Restate the lines of the material below word for word, from the first through the one containing "Target: metal handrail in water", and include nothing else; pictures stay out.
——
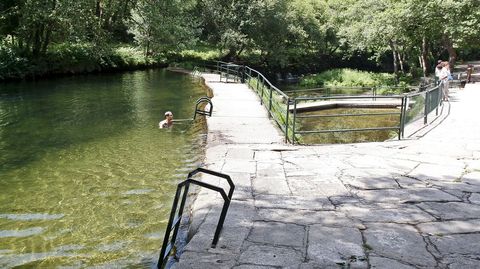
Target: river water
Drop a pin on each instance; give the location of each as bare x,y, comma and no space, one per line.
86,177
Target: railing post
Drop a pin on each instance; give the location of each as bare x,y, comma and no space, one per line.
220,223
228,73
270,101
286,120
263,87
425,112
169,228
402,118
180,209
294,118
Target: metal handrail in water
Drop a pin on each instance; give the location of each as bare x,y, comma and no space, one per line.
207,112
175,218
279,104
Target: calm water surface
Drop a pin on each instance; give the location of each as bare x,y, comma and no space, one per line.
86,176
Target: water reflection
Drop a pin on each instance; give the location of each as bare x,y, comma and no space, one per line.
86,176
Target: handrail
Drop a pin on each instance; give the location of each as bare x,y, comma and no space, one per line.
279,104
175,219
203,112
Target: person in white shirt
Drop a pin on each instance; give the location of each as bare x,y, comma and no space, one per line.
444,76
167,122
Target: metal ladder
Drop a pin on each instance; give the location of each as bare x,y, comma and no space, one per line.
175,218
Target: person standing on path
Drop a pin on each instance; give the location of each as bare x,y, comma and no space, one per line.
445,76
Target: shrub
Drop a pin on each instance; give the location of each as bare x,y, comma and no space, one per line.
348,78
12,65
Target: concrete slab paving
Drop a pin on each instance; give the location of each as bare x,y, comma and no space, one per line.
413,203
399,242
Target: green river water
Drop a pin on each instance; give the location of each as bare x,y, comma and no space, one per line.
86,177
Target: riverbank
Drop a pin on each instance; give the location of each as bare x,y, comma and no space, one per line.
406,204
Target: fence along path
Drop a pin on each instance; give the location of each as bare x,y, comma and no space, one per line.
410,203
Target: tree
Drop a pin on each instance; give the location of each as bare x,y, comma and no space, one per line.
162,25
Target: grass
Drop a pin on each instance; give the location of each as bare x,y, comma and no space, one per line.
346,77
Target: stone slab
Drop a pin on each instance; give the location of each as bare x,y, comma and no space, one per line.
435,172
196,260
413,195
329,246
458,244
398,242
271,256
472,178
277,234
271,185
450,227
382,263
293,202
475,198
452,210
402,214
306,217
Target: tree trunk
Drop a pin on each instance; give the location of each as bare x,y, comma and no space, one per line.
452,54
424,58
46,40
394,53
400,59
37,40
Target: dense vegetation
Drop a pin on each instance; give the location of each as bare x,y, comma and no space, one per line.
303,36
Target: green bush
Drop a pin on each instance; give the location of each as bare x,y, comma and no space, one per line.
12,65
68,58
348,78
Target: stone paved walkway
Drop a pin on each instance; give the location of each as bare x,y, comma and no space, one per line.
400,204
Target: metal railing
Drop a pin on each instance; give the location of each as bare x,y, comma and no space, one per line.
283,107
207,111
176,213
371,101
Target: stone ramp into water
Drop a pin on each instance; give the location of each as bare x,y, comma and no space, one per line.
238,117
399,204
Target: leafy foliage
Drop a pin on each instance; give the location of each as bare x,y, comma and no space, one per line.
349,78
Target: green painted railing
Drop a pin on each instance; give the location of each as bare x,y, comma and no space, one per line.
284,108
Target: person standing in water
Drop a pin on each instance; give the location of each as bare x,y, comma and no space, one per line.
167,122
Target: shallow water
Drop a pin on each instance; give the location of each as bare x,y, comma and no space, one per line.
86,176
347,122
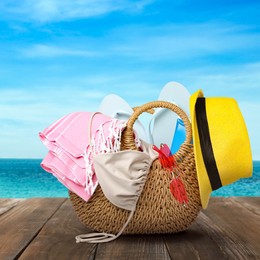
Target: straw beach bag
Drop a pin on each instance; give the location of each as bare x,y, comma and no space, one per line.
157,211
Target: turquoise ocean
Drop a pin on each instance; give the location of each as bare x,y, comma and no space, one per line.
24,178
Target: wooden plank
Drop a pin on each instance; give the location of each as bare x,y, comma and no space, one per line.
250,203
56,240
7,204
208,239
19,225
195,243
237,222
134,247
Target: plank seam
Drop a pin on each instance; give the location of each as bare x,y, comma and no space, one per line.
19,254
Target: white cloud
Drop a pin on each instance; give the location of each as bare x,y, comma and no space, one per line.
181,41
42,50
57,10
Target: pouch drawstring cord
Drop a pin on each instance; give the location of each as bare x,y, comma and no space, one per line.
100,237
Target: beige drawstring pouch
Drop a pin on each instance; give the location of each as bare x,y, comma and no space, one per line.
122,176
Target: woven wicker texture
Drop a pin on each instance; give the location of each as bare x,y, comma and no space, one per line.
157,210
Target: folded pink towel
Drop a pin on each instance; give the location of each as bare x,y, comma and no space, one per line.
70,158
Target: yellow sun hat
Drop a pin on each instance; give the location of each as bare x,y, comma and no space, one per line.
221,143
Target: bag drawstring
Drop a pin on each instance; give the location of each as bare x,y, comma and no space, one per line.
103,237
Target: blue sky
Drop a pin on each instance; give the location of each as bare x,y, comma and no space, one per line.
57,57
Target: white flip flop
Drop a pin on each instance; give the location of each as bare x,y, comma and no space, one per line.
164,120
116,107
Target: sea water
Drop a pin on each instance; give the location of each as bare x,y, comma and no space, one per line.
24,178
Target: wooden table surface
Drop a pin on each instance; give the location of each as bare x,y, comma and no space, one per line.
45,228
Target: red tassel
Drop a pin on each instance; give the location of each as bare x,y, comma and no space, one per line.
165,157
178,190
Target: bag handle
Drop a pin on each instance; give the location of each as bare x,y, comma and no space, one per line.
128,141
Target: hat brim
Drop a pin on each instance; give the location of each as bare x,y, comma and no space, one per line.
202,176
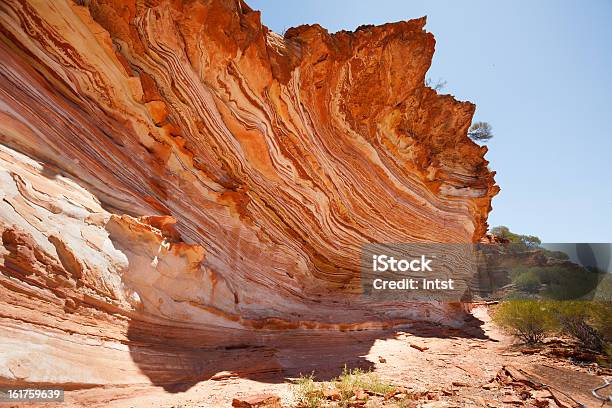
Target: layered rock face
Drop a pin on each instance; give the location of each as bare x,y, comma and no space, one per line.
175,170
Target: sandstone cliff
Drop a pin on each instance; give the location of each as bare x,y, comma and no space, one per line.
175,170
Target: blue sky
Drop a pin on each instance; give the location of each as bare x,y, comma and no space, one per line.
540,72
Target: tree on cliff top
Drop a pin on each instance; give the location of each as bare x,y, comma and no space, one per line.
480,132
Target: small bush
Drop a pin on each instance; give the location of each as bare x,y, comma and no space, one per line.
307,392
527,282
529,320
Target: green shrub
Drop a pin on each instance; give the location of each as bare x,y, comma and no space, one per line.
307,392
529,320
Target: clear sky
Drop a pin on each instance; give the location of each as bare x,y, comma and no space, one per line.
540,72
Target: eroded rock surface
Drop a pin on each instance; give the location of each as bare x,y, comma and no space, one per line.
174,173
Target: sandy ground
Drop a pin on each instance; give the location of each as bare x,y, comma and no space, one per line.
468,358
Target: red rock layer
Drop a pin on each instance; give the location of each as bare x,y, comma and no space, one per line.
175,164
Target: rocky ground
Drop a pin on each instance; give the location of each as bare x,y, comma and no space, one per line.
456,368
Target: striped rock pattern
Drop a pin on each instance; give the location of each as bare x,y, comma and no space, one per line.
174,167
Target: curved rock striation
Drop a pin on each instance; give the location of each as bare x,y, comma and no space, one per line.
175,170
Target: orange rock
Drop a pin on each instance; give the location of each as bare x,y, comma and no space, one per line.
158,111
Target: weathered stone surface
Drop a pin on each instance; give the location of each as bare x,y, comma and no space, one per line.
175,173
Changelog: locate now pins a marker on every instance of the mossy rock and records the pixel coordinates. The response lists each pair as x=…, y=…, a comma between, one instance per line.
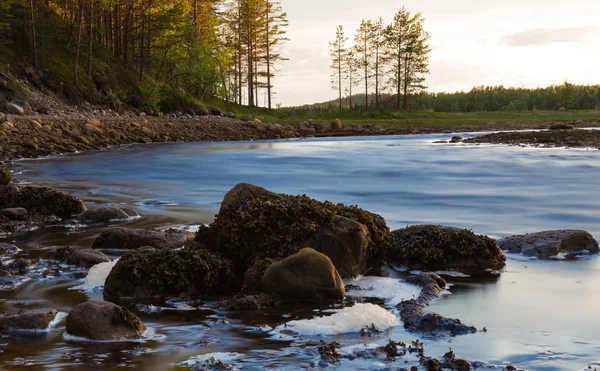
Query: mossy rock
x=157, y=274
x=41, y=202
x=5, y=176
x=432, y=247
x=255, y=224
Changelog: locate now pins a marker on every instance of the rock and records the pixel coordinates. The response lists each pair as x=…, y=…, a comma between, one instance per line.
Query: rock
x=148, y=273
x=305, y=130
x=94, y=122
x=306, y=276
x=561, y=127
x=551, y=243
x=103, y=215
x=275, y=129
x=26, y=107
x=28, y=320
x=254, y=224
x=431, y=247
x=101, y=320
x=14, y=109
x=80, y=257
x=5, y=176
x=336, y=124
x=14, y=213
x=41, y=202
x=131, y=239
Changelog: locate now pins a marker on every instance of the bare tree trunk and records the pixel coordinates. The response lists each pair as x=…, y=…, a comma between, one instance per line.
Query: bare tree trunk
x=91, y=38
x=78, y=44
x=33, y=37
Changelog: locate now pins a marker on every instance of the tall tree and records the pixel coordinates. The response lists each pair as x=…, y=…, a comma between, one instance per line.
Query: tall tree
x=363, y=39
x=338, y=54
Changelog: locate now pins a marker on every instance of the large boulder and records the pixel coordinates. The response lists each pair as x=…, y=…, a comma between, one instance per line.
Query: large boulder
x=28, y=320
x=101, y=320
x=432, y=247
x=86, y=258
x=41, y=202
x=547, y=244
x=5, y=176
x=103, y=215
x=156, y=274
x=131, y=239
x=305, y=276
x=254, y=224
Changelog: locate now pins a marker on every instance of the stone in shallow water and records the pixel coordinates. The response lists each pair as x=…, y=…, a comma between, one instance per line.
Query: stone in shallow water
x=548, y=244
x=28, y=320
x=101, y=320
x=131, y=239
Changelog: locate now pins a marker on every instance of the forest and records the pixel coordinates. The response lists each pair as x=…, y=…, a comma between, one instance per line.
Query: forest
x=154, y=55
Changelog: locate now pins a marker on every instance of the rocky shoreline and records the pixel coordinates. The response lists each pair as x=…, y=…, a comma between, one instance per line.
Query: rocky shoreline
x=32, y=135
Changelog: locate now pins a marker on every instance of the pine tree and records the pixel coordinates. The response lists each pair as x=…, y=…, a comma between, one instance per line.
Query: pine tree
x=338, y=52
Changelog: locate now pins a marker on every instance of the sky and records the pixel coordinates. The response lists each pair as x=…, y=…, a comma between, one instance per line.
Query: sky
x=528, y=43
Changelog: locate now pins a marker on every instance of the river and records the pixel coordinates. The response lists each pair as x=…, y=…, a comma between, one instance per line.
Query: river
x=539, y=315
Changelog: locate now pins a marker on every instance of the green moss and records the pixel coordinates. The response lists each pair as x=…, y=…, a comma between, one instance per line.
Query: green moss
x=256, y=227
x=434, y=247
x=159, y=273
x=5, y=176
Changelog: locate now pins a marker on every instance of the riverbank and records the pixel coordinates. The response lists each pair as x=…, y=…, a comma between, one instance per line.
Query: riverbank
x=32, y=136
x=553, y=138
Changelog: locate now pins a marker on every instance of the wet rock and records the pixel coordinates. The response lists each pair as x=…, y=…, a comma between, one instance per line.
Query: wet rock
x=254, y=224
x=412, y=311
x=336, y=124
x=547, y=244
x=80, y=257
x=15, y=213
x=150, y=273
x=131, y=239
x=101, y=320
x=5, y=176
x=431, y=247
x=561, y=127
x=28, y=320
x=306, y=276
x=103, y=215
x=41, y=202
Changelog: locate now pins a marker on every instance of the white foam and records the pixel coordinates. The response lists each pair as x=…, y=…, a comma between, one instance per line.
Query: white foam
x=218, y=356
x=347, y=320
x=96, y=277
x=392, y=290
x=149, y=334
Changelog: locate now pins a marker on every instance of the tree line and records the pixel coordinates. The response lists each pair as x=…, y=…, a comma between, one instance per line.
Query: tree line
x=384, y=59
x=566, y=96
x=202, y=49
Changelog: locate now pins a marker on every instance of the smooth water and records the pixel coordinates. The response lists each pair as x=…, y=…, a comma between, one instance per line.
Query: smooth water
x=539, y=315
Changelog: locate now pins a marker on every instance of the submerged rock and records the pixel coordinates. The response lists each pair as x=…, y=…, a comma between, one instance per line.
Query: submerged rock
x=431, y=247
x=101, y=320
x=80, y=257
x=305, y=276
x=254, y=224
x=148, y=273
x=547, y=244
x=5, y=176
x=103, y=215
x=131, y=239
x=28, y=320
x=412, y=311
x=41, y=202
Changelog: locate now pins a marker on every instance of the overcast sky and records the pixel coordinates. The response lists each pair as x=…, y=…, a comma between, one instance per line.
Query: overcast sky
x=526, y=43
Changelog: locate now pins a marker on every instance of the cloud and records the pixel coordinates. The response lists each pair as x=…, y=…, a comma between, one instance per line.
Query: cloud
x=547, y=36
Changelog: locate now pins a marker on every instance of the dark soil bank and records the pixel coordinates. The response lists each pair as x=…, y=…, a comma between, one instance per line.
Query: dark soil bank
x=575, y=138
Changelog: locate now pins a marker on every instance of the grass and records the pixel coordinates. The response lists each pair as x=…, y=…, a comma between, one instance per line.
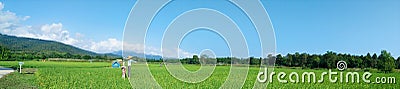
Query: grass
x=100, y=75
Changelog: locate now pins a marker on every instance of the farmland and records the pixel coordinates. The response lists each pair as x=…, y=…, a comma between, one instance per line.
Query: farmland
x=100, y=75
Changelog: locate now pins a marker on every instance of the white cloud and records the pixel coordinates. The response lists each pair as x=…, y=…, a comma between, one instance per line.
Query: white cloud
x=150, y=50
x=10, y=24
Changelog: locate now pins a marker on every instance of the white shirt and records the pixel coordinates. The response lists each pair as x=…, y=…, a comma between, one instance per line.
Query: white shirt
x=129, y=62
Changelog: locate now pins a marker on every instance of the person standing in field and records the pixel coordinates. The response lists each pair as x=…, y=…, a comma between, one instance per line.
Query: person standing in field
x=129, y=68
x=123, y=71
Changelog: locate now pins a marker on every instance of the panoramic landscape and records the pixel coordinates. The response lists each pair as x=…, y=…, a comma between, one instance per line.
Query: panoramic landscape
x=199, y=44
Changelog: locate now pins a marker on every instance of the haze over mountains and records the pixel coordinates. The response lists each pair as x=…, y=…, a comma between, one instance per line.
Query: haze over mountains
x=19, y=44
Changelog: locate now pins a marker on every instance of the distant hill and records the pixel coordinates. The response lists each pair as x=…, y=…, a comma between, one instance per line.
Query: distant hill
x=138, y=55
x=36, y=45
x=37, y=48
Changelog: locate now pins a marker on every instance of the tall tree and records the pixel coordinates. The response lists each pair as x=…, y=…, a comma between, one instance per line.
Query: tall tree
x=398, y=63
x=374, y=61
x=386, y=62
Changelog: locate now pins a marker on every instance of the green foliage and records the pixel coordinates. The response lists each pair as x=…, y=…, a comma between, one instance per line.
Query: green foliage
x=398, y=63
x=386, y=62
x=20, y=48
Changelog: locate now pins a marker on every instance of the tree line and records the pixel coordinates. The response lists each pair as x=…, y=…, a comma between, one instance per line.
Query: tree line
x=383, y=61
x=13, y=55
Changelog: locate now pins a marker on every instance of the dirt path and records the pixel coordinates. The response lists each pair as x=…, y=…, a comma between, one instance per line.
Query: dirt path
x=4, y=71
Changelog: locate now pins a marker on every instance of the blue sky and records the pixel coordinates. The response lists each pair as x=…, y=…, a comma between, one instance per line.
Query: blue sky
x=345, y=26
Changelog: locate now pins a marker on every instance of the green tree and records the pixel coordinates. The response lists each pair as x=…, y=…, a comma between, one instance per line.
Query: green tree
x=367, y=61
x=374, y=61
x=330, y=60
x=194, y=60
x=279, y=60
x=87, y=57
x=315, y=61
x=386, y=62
——
• Response
Target: river water
Drop a pin on each instance; give the location of each as bare x,y, comma and no space, one per line.
86,177
Target: railing post
Drop a pin on each instance; give the location of each as bare x,y, comma and no space, one per line.
220,223
228,73
270,101
286,120
263,87
425,112
169,228
402,118
180,209
294,118
Target: metal handrail in water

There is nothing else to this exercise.